What is being asked
Output the full listing exactly as written, with no pictures in it.

Data for the task
- - -

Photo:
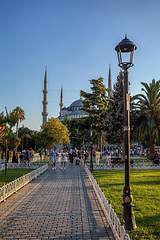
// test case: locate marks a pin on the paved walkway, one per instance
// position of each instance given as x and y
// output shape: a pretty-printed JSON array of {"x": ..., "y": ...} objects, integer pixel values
[{"x": 59, "y": 204}]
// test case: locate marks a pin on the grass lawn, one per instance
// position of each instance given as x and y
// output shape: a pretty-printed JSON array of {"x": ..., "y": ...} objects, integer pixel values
[
  {"x": 12, "y": 174},
  {"x": 146, "y": 198}
]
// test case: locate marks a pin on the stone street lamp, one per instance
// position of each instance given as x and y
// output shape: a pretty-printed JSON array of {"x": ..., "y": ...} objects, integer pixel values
[
  {"x": 91, "y": 143},
  {"x": 125, "y": 49}
]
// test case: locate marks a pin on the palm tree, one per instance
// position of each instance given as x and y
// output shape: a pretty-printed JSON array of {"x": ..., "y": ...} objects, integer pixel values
[
  {"x": 20, "y": 114},
  {"x": 148, "y": 105}
]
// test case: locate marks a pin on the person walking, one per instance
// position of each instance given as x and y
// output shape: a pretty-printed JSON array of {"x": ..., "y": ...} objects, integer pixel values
[
  {"x": 108, "y": 159},
  {"x": 64, "y": 155}
]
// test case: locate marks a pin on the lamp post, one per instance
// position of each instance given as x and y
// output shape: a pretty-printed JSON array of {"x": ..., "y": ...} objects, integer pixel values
[
  {"x": 123, "y": 48},
  {"x": 91, "y": 143}
]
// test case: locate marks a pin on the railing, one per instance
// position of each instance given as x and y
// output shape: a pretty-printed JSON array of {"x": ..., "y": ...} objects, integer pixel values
[
  {"x": 114, "y": 222},
  {"x": 18, "y": 183},
  {"x": 137, "y": 165}
]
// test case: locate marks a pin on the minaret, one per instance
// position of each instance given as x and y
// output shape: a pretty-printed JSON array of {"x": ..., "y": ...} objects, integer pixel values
[
  {"x": 45, "y": 102},
  {"x": 61, "y": 100},
  {"x": 109, "y": 82}
]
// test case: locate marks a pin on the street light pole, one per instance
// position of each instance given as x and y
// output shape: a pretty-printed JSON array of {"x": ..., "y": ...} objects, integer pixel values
[{"x": 126, "y": 46}]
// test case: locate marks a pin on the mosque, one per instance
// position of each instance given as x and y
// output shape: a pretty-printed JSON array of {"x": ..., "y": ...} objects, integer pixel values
[{"x": 73, "y": 111}]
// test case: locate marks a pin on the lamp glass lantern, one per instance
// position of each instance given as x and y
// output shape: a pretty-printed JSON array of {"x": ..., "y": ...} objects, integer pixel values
[{"x": 125, "y": 48}]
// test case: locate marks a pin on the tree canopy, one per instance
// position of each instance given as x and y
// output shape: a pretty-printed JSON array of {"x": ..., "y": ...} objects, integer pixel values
[{"x": 148, "y": 106}]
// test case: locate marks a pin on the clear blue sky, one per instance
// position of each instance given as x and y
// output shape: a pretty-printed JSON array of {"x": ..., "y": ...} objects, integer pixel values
[{"x": 76, "y": 40}]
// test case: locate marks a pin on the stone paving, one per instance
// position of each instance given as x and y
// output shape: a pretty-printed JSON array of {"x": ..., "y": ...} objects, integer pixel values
[{"x": 59, "y": 204}]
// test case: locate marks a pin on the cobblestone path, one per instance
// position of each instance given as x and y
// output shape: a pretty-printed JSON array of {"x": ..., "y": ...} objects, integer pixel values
[{"x": 60, "y": 204}]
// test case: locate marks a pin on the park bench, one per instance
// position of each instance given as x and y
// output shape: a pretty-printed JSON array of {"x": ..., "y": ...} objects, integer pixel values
[{"x": 118, "y": 160}]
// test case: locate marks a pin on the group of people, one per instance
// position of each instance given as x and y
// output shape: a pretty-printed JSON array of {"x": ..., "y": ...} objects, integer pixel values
[{"x": 25, "y": 156}]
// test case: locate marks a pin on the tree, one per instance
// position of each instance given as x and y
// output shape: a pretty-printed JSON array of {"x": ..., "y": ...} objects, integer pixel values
[
  {"x": 79, "y": 131},
  {"x": 53, "y": 132},
  {"x": 148, "y": 105},
  {"x": 115, "y": 117},
  {"x": 96, "y": 103},
  {"x": 20, "y": 115},
  {"x": 11, "y": 118}
]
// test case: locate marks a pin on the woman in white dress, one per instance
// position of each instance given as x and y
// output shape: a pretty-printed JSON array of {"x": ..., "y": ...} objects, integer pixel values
[{"x": 64, "y": 156}]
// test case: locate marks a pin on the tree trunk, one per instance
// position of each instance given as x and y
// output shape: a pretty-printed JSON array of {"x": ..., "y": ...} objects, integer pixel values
[
  {"x": 17, "y": 131},
  {"x": 100, "y": 142},
  {"x": 152, "y": 145}
]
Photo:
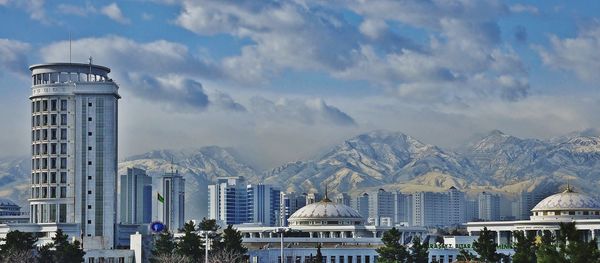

- - -

Finished task
Photo:
// test case: locate marks a pin on the paved walkway, one per instance
// position of each instance given as x and y
// output shape: a pretty-printed JSON array of {"x": ..., "y": ...} objects, integer pixel values
[{"x": 59, "y": 204}]
// test case: locate marks a pin on the grass lawn, one per instance
// position of each instance given as x and y
// output shape: a pretty-printed JSON array of {"x": ..., "y": ...} objects, integer pixel values
[
  {"x": 12, "y": 174},
  {"x": 146, "y": 198}
]
// test case: locate marks a pin on the stone street lamp, one per instance
// position of each instance given as x and y
// output shape: a pretty-printed JSON array of {"x": ..., "y": ...} objects, integer pixel values
[
  {"x": 91, "y": 143},
  {"x": 125, "y": 49}
]
// test case: locate marks a pin on the palm tree, one per instance
// position of each instance given as x and y
// output shape: a pretty-printed JSON array of {"x": ..., "y": ...} objects, integer pixel values
[
  {"x": 20, "y": 114},
  {"x": 148, "y": 105}
]
// test case: locate marks a pin on the person walking, one per instance
// position of each instance given as x and y
// output shape: a pretty-printed JSON array of {"x": ..., "y": ...} objects, integer pixel values
[
  {"x": 108, "y": 159},
  {"x": 64, "y": 155}
]
// test case: locate marks a pin on the lamp post, one per instance
// position of each instance given as x and y
// output shape: a pretty-printed JSON array of {"x": ..., "y": ...} objects, integer pixel values
[
  {"x": 123, "y": 48},
  {"x": 91, "y": 143}
]
// test case: locate marks a pin on the railing, one per instance
// position of each instance given as x and y
// output shape: a pretty-printed JSON array of {"x": ..., "y": ...} objects, integer pixel values
[
  {"x": 114, "y": 222},
  {"x": 18, "y": 183},
  {"x": 137, "y": 165}
]
// test case: locate marks a pin on the minaret, one per instance
// position of each instance given as x and y
// output shape: a pretty-printed JSON array of {"x": ..., "y": ...} objects, integer pixel values
[
  {"x": 45, "y": 102},
  {"x": 61, "y": 100},
  {"x": 109, "y": 82}
]
// test case: locate marks a pin on the street light pole, one per instance
// position of each instance given as x and y
// output shape: a pretty-printed JSON array of {"x": ..., "y": ...} objects, integer pixel values
[{"x": 126, "y": 46}]
// test case: locate marks a pin on the mosque, one per instance
// position of each instance given as x and y
// output shape: a pretty-printed JSON array of {"x": ..., "y": ...} objects, integer pixel values
[{"x": 73, "y": 111}]
// test case: locate marks a pin on the lamp glass lantern, one per instance
// position of each instance given as x and y
// output shape: a pretty-printed JSON array of {"x": ..., "y": ...} objects, integer pixel values
[{"x": 125, "y": 48}]
// test case: locate marks a pin on the tree canopy, one per instance
// position of each instance given as x and y
// output shape: a pretty-printed JSON array of {"x": ..., "y": ...} objects, integer pixel values
[{"x": 148, "y": 106}]
// test case: locate marks a pin on the clear blue sky, one per instance
// position of each instance given as x and y
// output shape: a pretty-printed JSON array of {"x": ..., "y": ...} objects, integer pixel values
[{"x": 76, "y": 40}]
// test case: locate marks a pin on the stone paving, one per instance
// position of each instance given as x and y
// output shape: a pretty-printed JSON array of {"x": ..., "y": ...} objects, integer pixel values
[{"x": 59, "y": 204}]
// test case: locate marks a pin on the cobblestone path, one per instance
// position of each instance given as x and y
// output shape: a pretty-printed JSON array of {"x": ..., "y": ...} objects, integer pixel values
[{"x": 60, "y": 204}]
// test case: locate marks a pin on the park bench, one per instance
// position of each instance given as x and y
// output shape: a pretty-printed JSON array of {"x": ..., "y": ...} objects, integer pixel values
[{"x": 118, "y": 160}]
// test case: locate marks a pin on the group of people, one per instance
// position of each instance given as x and y
// output shape: a pretty-printed JSON array of {"x": ..., "y": ...} objects, integer pixel values
[{"x": 25, "y": 156}]
// test case: locate marks a pin on the tree, one per instance
// position of each instance given as x and y
// output shape: a pretty-printed JSON array of {"x": ..., "y": ...} objects, integer pixel values
[
  {"x": 79, "y": 131},
  {"x": 53, "y": 132},
  {"x": 148, "y": 105},
  {"x": 115, "y": 117},
  {"x": 96, "y": 103},
  {"x": 20, "y": 115},
  {"x": 11, "y": 118}
]
// test case: locate marks a pin on the woman in white dress, one per instance
// position of each instance given as x and y
// output shape: a pretty-printed JSON array of {"x": ..., "y": ...} objects, integer pixel values
[{"x": 64, "y": 156}]
// test case: locate marks a pin on the tree trunk, one per instance
// position of each instance given as x and y
// output shape: a pretty-printed JSON array of {"x": ..., "y": ...} objects, integer pixel values
[
  {"x": 17, "y": 131},
  {"x": 100, "y": 142},
  {"x": 152, "y": 145}
]
Photo:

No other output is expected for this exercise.